__Source records__.
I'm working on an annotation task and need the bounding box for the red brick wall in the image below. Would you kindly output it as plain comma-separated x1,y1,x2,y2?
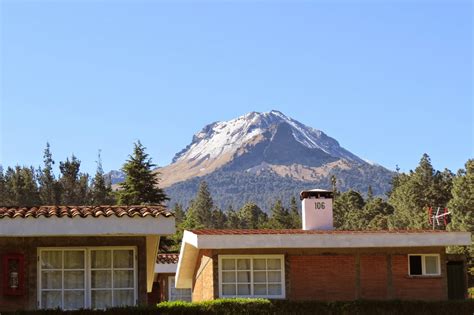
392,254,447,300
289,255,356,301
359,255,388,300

...

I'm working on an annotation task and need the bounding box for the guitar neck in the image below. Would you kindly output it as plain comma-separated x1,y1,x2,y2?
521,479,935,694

__Brief__. Copy the records above word for word, starting with the line containing "for the red" and going on through the line containing "359,255,388,300", and leave out the pictures.

__Written answer__.
I'm working on an annotation task and need the bounding box for the red brick wall in the image below. Would you kindly output it as plain comma-separated x1,y1,x2,y2?
392,254,447,300
289,255,356,301
359,255,388,300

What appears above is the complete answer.